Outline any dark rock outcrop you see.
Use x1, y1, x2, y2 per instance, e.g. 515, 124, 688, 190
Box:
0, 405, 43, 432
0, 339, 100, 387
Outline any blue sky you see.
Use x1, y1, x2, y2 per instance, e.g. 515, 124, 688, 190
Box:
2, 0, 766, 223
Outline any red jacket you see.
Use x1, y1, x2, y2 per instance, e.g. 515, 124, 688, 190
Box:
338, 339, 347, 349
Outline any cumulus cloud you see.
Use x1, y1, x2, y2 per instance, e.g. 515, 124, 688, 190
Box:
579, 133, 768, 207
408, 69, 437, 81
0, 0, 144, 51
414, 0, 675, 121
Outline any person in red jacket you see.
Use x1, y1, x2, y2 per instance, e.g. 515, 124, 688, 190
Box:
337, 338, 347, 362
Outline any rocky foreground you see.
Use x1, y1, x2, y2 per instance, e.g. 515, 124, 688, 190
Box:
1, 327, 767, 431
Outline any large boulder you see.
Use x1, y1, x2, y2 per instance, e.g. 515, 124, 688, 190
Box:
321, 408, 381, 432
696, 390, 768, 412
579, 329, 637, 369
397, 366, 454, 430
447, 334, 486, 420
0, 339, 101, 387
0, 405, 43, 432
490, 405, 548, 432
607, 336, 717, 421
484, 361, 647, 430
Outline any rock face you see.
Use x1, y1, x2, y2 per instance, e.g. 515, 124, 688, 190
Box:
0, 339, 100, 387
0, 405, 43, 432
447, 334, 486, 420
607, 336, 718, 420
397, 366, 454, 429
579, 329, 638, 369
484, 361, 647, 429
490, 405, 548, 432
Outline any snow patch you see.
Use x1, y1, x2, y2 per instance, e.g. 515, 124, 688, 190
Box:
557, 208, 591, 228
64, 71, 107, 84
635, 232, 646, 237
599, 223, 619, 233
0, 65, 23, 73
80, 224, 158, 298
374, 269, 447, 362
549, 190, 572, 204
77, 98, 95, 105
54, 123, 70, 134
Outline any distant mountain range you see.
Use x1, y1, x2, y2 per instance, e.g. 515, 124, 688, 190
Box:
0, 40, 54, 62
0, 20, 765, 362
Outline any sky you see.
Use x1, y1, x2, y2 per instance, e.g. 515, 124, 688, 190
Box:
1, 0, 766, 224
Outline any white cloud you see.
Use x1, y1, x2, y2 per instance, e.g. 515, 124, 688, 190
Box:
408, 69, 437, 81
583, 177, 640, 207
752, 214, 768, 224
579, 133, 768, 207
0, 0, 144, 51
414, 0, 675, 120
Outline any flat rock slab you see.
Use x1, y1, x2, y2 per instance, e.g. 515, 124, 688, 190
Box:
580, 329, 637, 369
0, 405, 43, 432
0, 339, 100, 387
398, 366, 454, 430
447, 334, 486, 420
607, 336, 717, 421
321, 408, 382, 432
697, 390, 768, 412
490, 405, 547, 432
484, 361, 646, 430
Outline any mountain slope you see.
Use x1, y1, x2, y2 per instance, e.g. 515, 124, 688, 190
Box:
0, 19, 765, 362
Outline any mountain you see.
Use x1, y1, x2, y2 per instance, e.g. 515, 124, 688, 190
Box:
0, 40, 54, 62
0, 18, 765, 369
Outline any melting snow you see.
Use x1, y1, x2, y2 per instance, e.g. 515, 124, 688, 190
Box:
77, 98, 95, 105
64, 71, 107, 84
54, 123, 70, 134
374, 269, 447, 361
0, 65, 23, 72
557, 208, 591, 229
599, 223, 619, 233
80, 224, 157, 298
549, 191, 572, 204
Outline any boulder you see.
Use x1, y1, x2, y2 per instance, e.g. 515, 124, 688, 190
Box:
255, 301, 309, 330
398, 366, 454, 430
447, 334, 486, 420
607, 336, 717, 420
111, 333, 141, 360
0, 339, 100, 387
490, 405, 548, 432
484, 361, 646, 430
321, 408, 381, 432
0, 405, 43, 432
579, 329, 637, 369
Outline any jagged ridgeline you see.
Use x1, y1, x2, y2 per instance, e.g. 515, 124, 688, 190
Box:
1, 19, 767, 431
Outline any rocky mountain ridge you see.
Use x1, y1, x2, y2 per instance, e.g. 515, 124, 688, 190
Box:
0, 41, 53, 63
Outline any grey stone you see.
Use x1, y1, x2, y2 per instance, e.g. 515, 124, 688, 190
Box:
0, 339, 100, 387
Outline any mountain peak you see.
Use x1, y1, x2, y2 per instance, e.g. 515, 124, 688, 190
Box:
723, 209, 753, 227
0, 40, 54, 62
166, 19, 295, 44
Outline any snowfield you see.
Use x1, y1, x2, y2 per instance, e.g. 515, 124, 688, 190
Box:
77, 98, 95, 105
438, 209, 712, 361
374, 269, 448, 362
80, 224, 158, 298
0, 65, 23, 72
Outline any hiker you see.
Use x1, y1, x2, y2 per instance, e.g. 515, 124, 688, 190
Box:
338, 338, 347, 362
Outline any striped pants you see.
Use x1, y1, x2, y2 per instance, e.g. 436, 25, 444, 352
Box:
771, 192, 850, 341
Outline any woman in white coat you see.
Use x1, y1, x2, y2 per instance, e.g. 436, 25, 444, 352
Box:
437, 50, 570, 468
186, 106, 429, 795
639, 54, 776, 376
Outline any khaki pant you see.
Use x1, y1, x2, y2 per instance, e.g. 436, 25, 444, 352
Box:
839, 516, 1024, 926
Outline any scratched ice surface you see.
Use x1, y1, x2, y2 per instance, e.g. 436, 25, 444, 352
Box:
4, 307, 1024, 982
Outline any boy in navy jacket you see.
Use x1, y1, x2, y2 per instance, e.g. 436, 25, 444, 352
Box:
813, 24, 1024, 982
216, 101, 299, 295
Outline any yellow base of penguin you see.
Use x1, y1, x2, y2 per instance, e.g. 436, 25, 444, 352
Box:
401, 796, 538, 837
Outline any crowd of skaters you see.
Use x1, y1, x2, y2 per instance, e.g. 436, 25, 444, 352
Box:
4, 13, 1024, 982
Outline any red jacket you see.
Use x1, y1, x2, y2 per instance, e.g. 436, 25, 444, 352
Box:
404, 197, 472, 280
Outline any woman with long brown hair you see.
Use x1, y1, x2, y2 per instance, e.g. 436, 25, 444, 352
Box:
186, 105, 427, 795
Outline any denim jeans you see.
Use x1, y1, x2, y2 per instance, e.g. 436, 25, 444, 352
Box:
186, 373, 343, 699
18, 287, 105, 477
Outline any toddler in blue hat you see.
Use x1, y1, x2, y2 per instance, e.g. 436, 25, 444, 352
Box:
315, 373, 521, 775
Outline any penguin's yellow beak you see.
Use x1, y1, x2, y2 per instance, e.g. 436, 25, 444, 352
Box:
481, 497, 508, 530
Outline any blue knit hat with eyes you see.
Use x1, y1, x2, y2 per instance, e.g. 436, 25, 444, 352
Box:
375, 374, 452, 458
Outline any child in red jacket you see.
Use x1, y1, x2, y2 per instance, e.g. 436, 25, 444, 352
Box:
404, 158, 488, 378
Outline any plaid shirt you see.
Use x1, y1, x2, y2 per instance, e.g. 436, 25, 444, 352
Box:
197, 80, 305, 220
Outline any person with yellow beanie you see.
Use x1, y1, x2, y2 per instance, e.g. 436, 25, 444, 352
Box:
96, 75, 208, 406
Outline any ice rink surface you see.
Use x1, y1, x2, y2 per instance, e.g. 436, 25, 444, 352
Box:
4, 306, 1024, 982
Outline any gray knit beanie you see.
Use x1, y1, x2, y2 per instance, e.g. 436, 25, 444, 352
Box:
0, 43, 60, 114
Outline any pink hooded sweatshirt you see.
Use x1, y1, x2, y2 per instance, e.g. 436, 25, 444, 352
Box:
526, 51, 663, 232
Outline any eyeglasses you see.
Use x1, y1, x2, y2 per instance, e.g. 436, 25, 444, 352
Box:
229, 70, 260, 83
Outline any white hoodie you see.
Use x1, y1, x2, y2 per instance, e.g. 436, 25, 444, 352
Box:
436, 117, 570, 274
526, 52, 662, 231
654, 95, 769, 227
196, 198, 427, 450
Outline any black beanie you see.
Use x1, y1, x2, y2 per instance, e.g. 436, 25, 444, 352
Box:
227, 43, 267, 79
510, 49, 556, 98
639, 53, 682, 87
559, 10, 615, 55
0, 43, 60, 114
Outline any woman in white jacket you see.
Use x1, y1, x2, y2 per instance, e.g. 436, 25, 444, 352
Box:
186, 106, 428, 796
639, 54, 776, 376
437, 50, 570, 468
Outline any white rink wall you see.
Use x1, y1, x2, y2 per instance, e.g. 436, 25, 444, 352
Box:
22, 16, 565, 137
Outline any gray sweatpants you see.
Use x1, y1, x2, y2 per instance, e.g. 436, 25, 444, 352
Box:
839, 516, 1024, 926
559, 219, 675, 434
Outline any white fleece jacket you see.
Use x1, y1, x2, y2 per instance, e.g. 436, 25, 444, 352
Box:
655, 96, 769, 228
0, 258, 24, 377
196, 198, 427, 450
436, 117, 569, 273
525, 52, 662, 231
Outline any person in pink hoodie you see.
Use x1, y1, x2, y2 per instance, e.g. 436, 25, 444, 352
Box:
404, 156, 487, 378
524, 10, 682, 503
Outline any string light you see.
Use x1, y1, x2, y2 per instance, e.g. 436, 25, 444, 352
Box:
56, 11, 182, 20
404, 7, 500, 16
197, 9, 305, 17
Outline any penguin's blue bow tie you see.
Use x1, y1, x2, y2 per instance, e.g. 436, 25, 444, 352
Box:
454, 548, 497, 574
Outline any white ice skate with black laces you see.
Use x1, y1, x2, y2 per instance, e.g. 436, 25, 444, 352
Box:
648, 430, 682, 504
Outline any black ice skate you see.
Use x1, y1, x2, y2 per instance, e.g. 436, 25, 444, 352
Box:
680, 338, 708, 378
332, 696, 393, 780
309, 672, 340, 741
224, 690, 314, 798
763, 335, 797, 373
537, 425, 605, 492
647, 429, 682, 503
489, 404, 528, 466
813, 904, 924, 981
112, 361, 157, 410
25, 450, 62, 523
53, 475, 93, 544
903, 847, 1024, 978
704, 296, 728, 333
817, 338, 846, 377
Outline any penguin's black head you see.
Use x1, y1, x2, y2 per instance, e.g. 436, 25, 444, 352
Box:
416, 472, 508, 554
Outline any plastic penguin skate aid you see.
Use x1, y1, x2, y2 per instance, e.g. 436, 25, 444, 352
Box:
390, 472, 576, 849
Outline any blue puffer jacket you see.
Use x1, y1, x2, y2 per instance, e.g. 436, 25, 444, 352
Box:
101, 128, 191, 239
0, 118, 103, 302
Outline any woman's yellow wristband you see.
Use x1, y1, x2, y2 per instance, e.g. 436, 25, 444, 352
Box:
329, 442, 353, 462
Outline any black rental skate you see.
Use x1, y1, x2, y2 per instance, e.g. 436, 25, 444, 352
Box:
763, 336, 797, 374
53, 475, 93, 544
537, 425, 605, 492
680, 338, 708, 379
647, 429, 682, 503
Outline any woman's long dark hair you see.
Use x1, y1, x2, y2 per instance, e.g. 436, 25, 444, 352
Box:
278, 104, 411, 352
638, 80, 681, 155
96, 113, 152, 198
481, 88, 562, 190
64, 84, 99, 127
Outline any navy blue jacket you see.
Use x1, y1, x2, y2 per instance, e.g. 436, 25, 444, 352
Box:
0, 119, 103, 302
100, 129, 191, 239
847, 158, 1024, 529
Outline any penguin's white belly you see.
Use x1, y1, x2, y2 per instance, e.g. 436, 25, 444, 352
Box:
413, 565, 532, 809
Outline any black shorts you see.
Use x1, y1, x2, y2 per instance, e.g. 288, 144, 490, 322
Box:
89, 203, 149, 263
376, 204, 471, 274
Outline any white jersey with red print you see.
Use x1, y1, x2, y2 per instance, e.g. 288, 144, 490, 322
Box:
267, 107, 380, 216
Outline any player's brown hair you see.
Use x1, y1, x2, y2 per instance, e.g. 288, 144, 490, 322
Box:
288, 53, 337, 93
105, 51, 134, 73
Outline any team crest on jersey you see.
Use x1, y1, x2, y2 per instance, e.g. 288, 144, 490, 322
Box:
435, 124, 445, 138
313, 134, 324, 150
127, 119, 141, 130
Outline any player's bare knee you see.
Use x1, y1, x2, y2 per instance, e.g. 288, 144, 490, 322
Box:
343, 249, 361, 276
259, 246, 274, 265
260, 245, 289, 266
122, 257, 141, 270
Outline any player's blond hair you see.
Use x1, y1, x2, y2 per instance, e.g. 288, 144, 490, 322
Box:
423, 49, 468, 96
------------
■ **What is being asked**: Return exactly the lines that run from the top of the listing above to the line containing "Outline any large boulder you see.", please, keeping both end lines and leaving out everything else.

■ **Solution to this problem**:
Outline any dark rock outcrop you see.
Use x1, y1, x2, y2 per instance, e.g. 515, 124, 688, 190
Box:
0, 405, 43, 432
0, 339, 100, 387
Outline any blue sky you see.
Use x1, y1, x2, y2 per instance, e.g. 515, 124, 688, 190
Box:
2, 0, 766, 223
Outline any red jacket you see.
Use x1, y1, x2, y2 per instance, e.g. 515, 124, 688, 190
Box:
338, 339, 347, 349
Outline any cumulus cloud you see.
Use x1, y1, x2, y2 per instance, e.g. 515, 124, 688, 190
Box:
579, 133, 768, 207
408, 69, 437, 81
0, 0, 144, 51
414, 0, 675, 121
Outline any person in red jacket you see.
Use x1, y1, x2, y2 per instance, e.g. 515, 124, 688, 190
Box:
337, 338, 347, 362
Outline any rocky foreground you see.
Use x1, y1, x2, y2 per instance, e.g. 515, 124, 688, 190
Box:
1, 327, 767, 431
Outline any large boulder you see.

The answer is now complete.